● **Problem set**
a – Say whether each statement agrees with the summit notes, answering yes or no and quoting the deciding words: (i) the meeting was held at Mozilla SF on Tuesday 08-Nov-2011; (ii) the always-online machine Shawn Willden describes has plenty of CPU; (iii) Brian wants backup job state kept in a sqlite db.
b – Reproduce the summit notes word for word, starting at "Tuesday 08-Nov-2011. Mozilla" and ending at "David-Sarah Hopwood (davidsarah)".

● **Text block**

>> BEGIN

12 Summit2Day1
warner edited this page 2011-11-12 22:01:01 +00:00

2nd Summit Day 1

Tuesday 08-Nov-2011. Mozilla SF. Video (1.7GB flash .flv, 6 hours)

Attendees (with IRC nicks)

  • Brian Warner (warner)
  • Zooko (zooko)
  • David-Sarah Hopwood (davidsarah)
  • Zancas (zancas)
  • Shawn Willden (divegeek)
  • Zack Weinberg (zwol)
  • Zack Kansler (?)
  • Online: amiller, Dcoder

!Agent/Gateway split

- Shawn Willden observed that "tahoe backup" is usually run on a laptop
  (frequently sleeping/offline), whereas he's got some other machine (a
  desktop or home server) with limited CPU which *is* online 24/7, so
  he wants a backup program that quickly dumps the laptop's contents to
  the server, then (slowly/lazily) uploads that data from the server
  into Tahoe
  - extra points for only putting ciphertext on that server
- Brian wants a long-running process (specifically a
  twisted.application.service.Service object) to manage backup jobs,
  storing state in a sqlite db (which directories have been visited,
  time since last backup, ETA). Likewise for renew/repair/rebalance
  jobs.

>> END

● **Extracted data**
>> BEGIN

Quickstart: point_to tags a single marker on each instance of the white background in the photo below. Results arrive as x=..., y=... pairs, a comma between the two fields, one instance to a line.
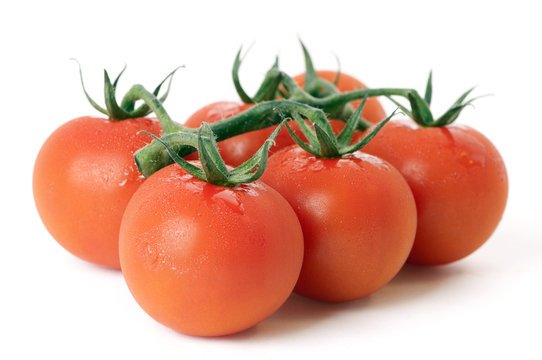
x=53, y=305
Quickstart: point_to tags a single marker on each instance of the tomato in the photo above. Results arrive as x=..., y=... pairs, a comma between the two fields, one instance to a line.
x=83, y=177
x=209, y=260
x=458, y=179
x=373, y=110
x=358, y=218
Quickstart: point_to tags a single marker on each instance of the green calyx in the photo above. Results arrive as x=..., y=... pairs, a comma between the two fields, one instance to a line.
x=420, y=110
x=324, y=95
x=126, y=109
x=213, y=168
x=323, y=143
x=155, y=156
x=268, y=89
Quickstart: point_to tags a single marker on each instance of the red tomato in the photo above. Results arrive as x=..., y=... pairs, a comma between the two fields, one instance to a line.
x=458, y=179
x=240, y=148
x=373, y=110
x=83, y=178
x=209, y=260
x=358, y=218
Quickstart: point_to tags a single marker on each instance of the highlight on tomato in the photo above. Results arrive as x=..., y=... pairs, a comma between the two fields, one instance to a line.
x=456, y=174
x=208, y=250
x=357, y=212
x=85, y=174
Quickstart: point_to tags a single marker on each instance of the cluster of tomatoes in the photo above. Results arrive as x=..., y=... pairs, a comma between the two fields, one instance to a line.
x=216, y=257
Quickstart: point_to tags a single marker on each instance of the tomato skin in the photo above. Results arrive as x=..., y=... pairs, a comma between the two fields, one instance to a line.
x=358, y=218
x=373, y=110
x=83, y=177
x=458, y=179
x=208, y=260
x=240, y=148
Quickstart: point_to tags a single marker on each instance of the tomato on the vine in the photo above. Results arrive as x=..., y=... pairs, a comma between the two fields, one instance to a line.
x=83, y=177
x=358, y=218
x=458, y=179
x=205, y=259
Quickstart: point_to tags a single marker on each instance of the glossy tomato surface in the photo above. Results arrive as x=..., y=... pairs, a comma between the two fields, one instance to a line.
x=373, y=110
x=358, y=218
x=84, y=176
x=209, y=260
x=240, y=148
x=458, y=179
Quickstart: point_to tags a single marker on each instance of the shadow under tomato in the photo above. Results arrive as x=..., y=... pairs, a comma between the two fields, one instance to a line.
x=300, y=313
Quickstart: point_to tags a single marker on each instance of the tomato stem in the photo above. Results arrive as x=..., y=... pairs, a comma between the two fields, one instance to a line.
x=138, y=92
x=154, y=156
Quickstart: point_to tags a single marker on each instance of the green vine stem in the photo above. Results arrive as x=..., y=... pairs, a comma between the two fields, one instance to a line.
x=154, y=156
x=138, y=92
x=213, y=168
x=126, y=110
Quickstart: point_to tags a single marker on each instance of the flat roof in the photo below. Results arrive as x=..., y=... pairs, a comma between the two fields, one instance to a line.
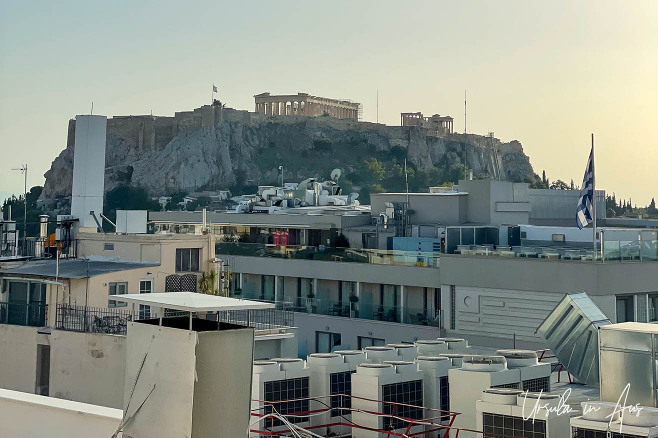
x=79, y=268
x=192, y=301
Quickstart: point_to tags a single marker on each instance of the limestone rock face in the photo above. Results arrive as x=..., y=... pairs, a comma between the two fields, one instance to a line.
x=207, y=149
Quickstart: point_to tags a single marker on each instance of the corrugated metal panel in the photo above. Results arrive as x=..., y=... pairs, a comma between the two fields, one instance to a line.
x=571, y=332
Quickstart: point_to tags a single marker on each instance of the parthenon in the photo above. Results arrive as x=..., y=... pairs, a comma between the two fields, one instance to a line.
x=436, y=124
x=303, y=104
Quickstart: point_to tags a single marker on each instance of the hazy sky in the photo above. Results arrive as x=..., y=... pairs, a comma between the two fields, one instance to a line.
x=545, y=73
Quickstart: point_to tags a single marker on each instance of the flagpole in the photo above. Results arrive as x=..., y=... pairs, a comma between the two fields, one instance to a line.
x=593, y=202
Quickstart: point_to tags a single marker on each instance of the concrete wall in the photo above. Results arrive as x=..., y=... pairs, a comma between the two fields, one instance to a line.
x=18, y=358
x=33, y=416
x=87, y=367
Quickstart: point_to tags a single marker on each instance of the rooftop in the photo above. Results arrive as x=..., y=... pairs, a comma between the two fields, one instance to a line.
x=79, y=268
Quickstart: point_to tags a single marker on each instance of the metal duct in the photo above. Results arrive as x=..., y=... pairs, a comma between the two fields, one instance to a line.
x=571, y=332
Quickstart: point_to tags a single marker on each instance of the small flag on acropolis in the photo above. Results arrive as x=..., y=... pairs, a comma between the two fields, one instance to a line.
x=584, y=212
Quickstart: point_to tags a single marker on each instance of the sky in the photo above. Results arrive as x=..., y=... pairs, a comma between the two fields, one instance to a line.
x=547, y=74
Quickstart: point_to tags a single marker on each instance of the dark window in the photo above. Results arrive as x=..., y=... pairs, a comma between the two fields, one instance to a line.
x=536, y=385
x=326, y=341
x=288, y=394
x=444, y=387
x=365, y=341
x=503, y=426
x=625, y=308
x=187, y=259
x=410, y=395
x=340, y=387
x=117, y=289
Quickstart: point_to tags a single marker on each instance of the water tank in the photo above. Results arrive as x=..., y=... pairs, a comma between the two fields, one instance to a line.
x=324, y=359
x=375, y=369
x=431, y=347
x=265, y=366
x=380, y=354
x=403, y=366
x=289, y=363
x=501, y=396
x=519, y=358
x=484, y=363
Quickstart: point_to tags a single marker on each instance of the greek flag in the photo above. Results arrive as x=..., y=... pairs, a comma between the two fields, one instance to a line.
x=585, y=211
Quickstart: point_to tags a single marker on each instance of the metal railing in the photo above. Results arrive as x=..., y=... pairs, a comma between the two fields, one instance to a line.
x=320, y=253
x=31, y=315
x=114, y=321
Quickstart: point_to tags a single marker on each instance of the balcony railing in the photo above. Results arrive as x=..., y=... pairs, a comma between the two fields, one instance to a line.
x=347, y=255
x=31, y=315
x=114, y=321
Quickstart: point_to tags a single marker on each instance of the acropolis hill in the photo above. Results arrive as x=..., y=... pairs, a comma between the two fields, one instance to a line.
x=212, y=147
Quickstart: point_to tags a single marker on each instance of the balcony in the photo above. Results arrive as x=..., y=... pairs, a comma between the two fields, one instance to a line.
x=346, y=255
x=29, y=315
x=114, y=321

>> END

● **Results in order**
a –
(i) Yes: "Tuesday 08-Nov-2011. Mozilla SF."
(ii) No: "with limited CPU which *is* online 24/7"
(iii) Yes: "storing state in a sqlite db"

b –
Tuesday 08-Nov-2011. Mozilla SF. Video (1.7GB flash .flv, 6 hours)

Attendees (with IRC nicks)

  • Brian Warner (warner)
  • Zooko (zooko)
  • David-Sarah Hopwood (davidsarah)